Public Health Emergencies
Marin Health and Human Services (HHS) strongly recommends signing up for AlertMarin and Nixle to make sure you receive phone calls and/or texts with critical information in the event of an immediate threat to life or property. Learn more about preparing for Extended Power Outages at https://www.marinhhs.org/preparing-extended-power-outages.
For Emergency Assistance Dial 911
On March 3, 2020, Marin County's Public Health Officer, Dr. Matt Willis, proclaimed a local health emergency as part of broader preparedness efforts related to novel coronavirus, or COVID-19. The County also proclaimed a local state of emergency. These actions are all about preparedness: ensuring the County’s response to a potential outbreak – should one occur – can remain flexible and as fluid as the current COVID-19 situation, while also preserving the County’s ability to recover costs from state or federal sources associated with COVID-19.
For up-to-date information, visit https://coronavirus.marinhhs.org/.
2020 – 2021 Severe Weather Emergency Shelter (SWES)
Given the need to protect against the spread of COVID, it is not feasible to offer severe weather emergency shelter per our usual congregate model. For the 2020-2021 severe weather season, Marin County will offer motel vouchers at a single motel, with services and meals provided by Homeward Bound of Marin.
As in previous years, activation will be triggered by weather criteria identified by the Marin County Department of Health and Human Services (below).

→ Work task 1:
According to the public health emergencies text, why will Marin County give out motel vouchers for the 2020-2021 severe weather season instead of using its usual shelter model? Answer in one to three sentences.
→ Work task 2:
In the public health emergencies text, take the passage starting with "For Emergency Assistance" and going on through "associated with COVID-19.", and write it out again with "readiness" put in place of "preparedness".
→ Work task 3:
Resume the public health emergencies text after its final sentence and carry it forward.

→ Information provided:
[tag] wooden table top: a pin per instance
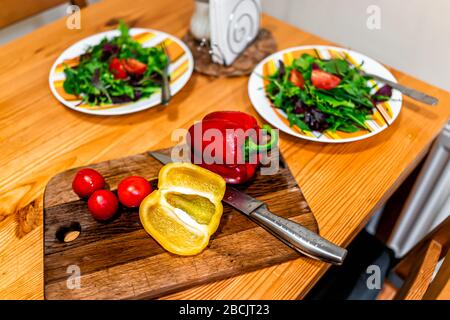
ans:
(343, 183)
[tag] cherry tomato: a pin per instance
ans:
(86, 181)
(134, 66)
(133, 190)
(297, 78)
(117, 69)
(324, 80)
(103, 204)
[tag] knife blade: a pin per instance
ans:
(289, 232)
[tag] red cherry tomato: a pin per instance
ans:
(86, 181)
(117, 69)
(324, 80)
(134, 66)
(103, 204)
(297, 78)
(133, 190)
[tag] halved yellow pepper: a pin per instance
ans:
(185, 210)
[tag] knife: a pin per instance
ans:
(289, 232)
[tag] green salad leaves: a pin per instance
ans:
(116, 70)
(323, 95)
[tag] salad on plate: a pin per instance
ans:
(324, 94)
(115, 71)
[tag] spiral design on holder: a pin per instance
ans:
(243, 25)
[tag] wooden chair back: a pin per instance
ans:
(15, 10)
(418, 267)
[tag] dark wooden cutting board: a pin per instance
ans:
(119, 260)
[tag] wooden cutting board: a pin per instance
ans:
(119, 260)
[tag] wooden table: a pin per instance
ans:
(344, 184)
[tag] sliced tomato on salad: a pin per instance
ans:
(324, 80)
(133, 66)
(297, 78)
(117, 69)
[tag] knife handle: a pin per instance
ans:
(298, 237)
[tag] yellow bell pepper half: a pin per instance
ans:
(185, 210)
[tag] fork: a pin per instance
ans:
(416, 95)
(165, 87)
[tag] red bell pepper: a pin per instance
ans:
(227, 143)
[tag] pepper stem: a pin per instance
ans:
(251, 147)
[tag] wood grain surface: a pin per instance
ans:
(344, 183)
(119, 260)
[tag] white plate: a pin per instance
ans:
(384, 114)
(180, 69)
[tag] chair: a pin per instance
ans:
(418, 267)
(15, 10)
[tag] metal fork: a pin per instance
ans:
(416, 95)
(165, 87)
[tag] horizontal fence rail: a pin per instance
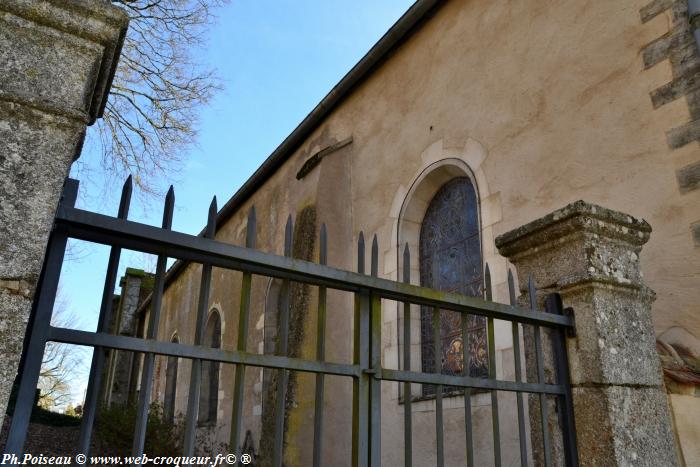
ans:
(98, 228)
(366, 369)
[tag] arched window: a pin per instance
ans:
(272, 303)
(170, 385)
(209, 392)
(450, 260)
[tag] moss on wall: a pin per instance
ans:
(299, 297)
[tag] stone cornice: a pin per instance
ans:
(576, 218)
(90, 21)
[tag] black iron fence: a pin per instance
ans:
(366, 369)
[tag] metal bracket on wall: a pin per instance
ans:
(569, 313)
(314, 160)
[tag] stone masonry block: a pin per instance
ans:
(615, 342)
(14, 312)
(580, 243)
(623, 426)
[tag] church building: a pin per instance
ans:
(466, 120)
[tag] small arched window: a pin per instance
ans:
(450, 260)
(170, 385)
(271, 315)
(209, 391)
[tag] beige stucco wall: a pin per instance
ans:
(544, 103)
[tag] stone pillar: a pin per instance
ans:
(590, 255)
(57, 58)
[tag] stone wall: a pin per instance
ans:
(590, 255)
(57, 59)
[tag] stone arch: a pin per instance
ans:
(209, 392)
(428, 187)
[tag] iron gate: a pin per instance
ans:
(366, 369)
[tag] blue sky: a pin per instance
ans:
(277, 60)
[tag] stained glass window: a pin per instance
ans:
(450, 260)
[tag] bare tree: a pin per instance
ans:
(62, 363)
(151, 114)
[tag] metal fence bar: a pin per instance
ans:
(469, 382)
(565, 405)
(153, 322)
(408, 425)
(243, 321)
(518, 375)
(72, 336)
(363, 387)
(320, 353)
(98, 228)
(39, 329)
(282, 348)
(491, 338)
(193, 396)
(468, 426)
(375, 364)
(98, 355)
(360, 385)
(544, 412)
(439, 425)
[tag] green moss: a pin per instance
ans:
(302, 248)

→ Exercise result 1:
The county needs to protect against the spread of COVID, so it cannot offer severe weather emergency shelter through its usual congregate model. It will provide motel vouchers at a single motel instead.

→ Exercise result 2:
For Emergency Assistance Dial 911
On March 3, 2020, Marin County's Public Health Officer, Dr. Matt Willis, proclaimed a local health emergency as part of broader readiness efforts related to novel coronavirus, or COVID-19. The County also proclaimed a local state of emergency. These actions are all about readiness: ensuring the County’s response to a potential outbreak – should one occur – can remain flexible and as fluid as the current COVID-19 situation, while also preserving the County’s ability to recover costs from state or federal sources associated with COVID-19.

→ Exercise result 3:
Marin County’s Office of Emergency Services (OES) is the lead agency monitoring life-threatening events, including extreme temperatures. OES, the Public Health Officer, and the Medical Health Operational Area Coordinator (MHOAC) monitor weather indicators using data from the National Weather Service and determine if activation criteria is met.
A decision on whether or not to activate the shelter will be made by 3:00 p.m. for activation the following day. In addition to sending an email to an extensive stakeholder list, we will also post activation plans to this website and will also provide a recorded message at: 415-473-6100. The Homeless Outreach Coordinator will also send a group text message to the county’s outreach teams.
Referrals for a placement at the severe weather emergency shelter will be made by Marin County homeless service provider partners:
- Downtown Streets Team
- Ritter Center
- St. Vincent de Paul Society of Marin
- Community Action Marin: CARE Teams
- Law enforcement and other first responders should coordinate with the above referral partners regarding bed availability daily.
Transportation will be supported through bus vouchers and outreach staff.
This is a low-barrier shelter, meaning that anyone will be welcome to stay as long as they agree to be respectful of other shelter residents and staff and follow a behavioral code of conduct (e.g. one person per room, no illegal activity, etc.).
2020 – 2021 SWES Activation Criteria
- Forecast temperatures to drop below an average nighttime low* of 38 degrees, and conditions are projected for a minimum of 3 days, or
- Forecast temperatures to drop below an average nighttime low* of 45 degrees for two consecutive days with hazardous conditions (e.g. greater than 1” rain, flash flood watch/warning, wind chills or extreme temperature fluctuations), or
- Forecast temperatures to drop below an average nighttime low* of 40 degrees with hazardous conditions (e.g. greater than 1” rain, flash flood watch/warning, wind chills or extreme temperature fluctuations)
*Average nighttime low determined by averaging the hourly temperatures between 11 p.m. and 5 a.m.